= What this task involves =
Your task is to print the material below exactly as presented.

= Excerpted records =
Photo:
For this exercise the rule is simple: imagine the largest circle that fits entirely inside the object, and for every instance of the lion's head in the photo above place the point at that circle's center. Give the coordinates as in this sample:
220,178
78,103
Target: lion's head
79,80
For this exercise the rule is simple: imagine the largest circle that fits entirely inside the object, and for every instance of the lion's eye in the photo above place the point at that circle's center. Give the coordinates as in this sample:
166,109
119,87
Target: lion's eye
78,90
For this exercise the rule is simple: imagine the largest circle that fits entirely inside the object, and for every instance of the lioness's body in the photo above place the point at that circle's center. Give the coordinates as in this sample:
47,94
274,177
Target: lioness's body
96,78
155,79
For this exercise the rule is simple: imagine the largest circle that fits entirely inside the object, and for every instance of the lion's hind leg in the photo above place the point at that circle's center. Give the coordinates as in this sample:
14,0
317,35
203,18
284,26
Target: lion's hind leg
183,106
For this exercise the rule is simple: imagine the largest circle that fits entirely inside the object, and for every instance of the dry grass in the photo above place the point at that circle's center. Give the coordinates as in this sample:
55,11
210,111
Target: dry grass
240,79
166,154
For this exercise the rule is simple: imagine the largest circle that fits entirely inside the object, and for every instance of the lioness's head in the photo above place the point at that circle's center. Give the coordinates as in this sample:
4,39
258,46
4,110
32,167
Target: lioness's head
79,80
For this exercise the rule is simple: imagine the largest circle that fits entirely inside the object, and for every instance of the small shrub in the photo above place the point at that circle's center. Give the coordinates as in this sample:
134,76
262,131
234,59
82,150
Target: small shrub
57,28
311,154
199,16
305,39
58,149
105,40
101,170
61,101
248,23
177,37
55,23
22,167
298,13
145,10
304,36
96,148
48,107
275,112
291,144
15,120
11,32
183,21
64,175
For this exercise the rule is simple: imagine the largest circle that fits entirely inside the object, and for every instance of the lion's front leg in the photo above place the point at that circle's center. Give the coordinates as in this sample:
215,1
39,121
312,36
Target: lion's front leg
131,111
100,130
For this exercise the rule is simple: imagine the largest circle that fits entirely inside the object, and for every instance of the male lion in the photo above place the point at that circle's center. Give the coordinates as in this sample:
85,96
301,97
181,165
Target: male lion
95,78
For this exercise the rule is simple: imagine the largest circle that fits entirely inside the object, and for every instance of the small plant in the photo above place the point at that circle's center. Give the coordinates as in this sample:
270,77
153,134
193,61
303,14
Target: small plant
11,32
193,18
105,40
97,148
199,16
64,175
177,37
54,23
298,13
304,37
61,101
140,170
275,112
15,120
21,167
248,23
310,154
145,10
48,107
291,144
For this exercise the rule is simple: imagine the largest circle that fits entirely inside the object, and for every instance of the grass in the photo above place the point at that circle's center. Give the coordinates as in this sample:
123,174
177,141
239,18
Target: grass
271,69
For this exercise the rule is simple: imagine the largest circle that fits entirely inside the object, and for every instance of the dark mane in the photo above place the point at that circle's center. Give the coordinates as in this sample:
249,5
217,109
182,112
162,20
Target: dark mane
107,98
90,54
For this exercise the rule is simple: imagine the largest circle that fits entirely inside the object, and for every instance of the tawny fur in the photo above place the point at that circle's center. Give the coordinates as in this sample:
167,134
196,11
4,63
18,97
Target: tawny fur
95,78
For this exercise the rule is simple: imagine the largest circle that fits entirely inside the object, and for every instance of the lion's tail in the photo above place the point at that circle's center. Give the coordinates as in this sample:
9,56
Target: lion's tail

= Response for this exercise =
Photo:
For this exercise the rule is simple: imagine the largest circle that fits entirely inside the object, and for every instance of the lion's head in the photo above place the point at that circle's center. Give the coordinates as in this sample:
220,178
78,103
Target: lion's head
79,80
For this exercise the rule is simple: imagine the largest circle that fits entirely inside the object, and for every instance of the lion's eye in the photo above place the point at that circle's center. Give the coordinates as in this sample:
166,109
119,87
Target: lion's eye
78,90
For this exercise the rule is simple: imagine the largest circle that fits entirely inside the object, and for every instance of the lioness's body in the photo above place the point at that circle's center. Give the coordinates as in this sample:
47,94
274,177
Target: lioness's body
96,78
155,79
For this exercise the rule is simple: imagine the largest circle that fits entirely inside the object, and for every instance of the lion's hind leg in the photo above place the point at that circle's center. Give the coordinates as in this sample:
14,0
317,35
203,18
284,26
Target: lion's hind leg
183,106
For this exercise the rule is simple: imagine the largest circle that fits entirely inside the object, and for every instance of the dry grass in the photo above place the point at that circle's center. Give the coordinates as in this sample:
55,11
210,111
Target: dry grass
240,79
166,154
For this exercise the rule is simple: imagine the largest circle that fits entirely inside the object, and for every instance of the lioness's head in the photo above place the point at that circle's center. Give the coordinates as in this sample:
4,39
258,46
4,110
32,167
Target: lioness's head
79,80
For this exercise the rule is simple: imagine the largest circle that fits entirely inside the object, and for every instance of the small shrub in the photo above place the point at that circle's center. Give the coordinates as in this sample:
134,76
262,131
234,59
82,150
Target: small shrub
57,28
311,154
199,16
305,39
58,149
105,40
101,170
61,101
248,23
177,37
55,23
22,167
298,13
145,10
304,36
96,148
48,107
275,112
291,144
15,120
11,32
183,21
64,175
For this exercise the rule is simple: imagine the largest circle that fits entirely inside the object, and for every instance of the lion's front leg in the photo above place the point at that circle's center. Give the coordinates as in this sample:
215,1
39,121
312,36
Target: lion's front leg
131,111
100,130
For this exercise the rule is simple: imagine the largest circle that fits entirely inside the object, and for every instance of the male lion in the photo above place the point at that circle's center. Give the coordinates as in this sample:
85,96
301,97
181,165
Target: male lion
95,78
For this exercise the rule is simple: imagine the largest circle that fits entirely inside the object, and for every instance of the small plant in the photo above place the point at that circle's center. Give the coordinates as in this sample:
270,77
153,134
193,61
303,14
Target: small plant
11,32
193,18
105,40
97,148
199,16
64,175
177,37
54,23
298,13
304,37
61,101
140,170
275,112
15,120
21,167
248,23
310,154
145,10
48,107
291,144
For this exercise the rule is simple: imagine the largest circle that fits entirely inside the object, and for every instance of the grass in the photo above place the point at that circle's center. Give the coordinates as in this sample:
123,174
177,141
239,18
Target: grass
271,69
For this exercise the rule is simple: imagine the largest circle that fits entirely inside the object, and for every instance of the dark mane in the photo above place the point at that circle's center. Give the coordinates as in this sample:
249,5
217,109
182,112
162,20
Target: dark mane
107,98
90,54
For this exercise the rule is simple: imagine the largest circle that fits entirely inside the object, and for every instance of the tawny fur in the photo above place the point at that circle's center. Give the coordinates as in this sample:
167,134
196,11
4,63
18,97
Target: tawny fur
95,78
For this exercise the rule is simple: imagine the largest circle that fits entirely inside the object, and for every instance of the lion's tail in the photo above place the point at that circle's center. Give the coordinates as in this sample:
9,56
Target: lion's tail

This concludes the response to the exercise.